> **EXERCISE DIRECTIONS**:
List each line of the data in which the string "rear" appears.

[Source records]
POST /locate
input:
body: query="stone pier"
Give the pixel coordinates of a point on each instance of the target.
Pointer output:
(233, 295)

==

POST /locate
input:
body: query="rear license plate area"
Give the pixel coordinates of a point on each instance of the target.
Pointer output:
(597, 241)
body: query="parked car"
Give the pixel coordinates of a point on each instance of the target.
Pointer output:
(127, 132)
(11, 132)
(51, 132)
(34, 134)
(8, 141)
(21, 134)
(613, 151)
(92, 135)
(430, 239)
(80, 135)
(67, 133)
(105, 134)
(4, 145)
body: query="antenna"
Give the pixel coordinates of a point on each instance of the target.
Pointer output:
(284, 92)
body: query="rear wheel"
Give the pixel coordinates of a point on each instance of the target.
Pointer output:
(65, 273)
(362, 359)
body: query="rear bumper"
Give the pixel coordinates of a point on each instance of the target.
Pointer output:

> **ANSWER FOR THE TASK**:
body: query="rear license plate area"
body: query="rear wheel"
body: query="rear bumper"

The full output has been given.